What to produce ->
Set out the lines from the very first one through the line containing "[(320, 202)]", both included, as a numbered list, leaving out any blank lines.

[Entries labeling object positions]
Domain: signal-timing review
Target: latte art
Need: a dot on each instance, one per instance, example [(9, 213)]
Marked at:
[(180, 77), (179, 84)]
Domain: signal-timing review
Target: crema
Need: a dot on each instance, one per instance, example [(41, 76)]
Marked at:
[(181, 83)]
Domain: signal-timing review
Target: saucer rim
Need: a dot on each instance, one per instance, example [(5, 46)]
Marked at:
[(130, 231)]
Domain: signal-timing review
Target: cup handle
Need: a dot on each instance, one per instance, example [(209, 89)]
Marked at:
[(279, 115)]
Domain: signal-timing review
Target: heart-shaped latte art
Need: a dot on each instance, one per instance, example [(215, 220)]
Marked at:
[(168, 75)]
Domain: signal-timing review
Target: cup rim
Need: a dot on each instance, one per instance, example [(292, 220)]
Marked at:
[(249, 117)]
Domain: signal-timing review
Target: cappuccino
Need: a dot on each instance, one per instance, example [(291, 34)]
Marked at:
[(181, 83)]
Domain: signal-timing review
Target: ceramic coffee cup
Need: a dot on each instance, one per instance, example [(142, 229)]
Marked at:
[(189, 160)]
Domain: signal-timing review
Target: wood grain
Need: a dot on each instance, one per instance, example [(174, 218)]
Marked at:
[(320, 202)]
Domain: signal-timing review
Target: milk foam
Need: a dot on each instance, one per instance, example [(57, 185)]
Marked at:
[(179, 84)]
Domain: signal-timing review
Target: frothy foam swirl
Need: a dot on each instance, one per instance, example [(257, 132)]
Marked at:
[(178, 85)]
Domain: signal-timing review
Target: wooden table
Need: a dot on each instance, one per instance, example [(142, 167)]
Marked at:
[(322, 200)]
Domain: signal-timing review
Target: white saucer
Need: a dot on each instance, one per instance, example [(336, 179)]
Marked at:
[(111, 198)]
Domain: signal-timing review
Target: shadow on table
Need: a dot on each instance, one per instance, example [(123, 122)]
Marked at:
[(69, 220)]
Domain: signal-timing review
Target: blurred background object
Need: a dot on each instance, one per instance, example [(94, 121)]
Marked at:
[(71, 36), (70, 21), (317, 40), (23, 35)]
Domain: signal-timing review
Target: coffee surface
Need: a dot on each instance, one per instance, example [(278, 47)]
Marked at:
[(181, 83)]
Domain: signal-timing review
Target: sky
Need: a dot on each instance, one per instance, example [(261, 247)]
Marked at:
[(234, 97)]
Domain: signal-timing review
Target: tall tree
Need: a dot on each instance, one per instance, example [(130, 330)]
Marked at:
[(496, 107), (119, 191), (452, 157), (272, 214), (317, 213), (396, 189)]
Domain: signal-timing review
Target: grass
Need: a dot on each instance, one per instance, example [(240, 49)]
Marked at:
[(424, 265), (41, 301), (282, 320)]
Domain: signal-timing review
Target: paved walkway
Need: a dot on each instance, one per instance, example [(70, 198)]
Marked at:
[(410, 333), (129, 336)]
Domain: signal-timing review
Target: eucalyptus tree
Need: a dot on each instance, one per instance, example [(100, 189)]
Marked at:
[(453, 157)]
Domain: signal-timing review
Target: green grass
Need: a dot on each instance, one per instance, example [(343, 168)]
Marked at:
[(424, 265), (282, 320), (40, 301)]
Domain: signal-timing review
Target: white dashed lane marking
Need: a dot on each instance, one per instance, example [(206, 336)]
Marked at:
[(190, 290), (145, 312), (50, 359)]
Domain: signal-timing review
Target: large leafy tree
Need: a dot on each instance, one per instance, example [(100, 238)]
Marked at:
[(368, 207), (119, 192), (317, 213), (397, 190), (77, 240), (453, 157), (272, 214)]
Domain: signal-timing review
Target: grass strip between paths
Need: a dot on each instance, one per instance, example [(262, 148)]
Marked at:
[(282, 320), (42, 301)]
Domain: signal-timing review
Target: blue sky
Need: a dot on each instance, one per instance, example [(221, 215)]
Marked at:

Answer to the exercise ->
1. Domain: signal-timing review
2. Target: latte art
3. Need: a dot on each instance, one per instance, example [(9, 213)]
4. Marked at:
5. [(180, 77), (179, 84)]
6. Domain: signal-timing review
7. Target: crema
8. Need: a dot on each instance, one per instance, example [(41, 76)]
9. Marked at:
10. [(181, 83)]
11. Domain: signal-timing review
12. Target: saucer rim
13. Need: a dot on each instance, one per instance, example [(5, 46)]
14. Marked at:
15. [(130, 231)]
16. Domain: signal-timing review
17. Target: cup handle
18. Need: a dot on each instance, one per instance, example [(209, 89)]
19. Marked at:
20. [(279, 115)]
21. Domain: signal-timing review
22. Target: heart-shaped latte art
23. Need: a dot on each instance, one per instance, example [(215, 220)]
24. Marked at:
25. [(168, 75)]
26. Domain: signal-timing review
27. Target: cup rim
28. Need: a dot on each instance, one per instance, example [(292, 220)]
29. Marked at:
30. [(249, 117)]
31. Domain: signal-timing review
32. Target: cappuccino
33. Need: a dot on each instance, one per instance, example [(291, 34)]
34. Marked at:
35. [(181, 83)]
36. Domain: signal-timing review
37. Target: ceramic coffee cup
38. Need: a dot on each instance, one per instance, example [(142, 229)]
39. Marked at:
40. [(189, 160)]
41. Domain: signal-timing review
42. Target: wood grain
43. Need: a dot on each instance, one per instance, example [(174, 218)]
44. Marked at:
45. [(320, 202)]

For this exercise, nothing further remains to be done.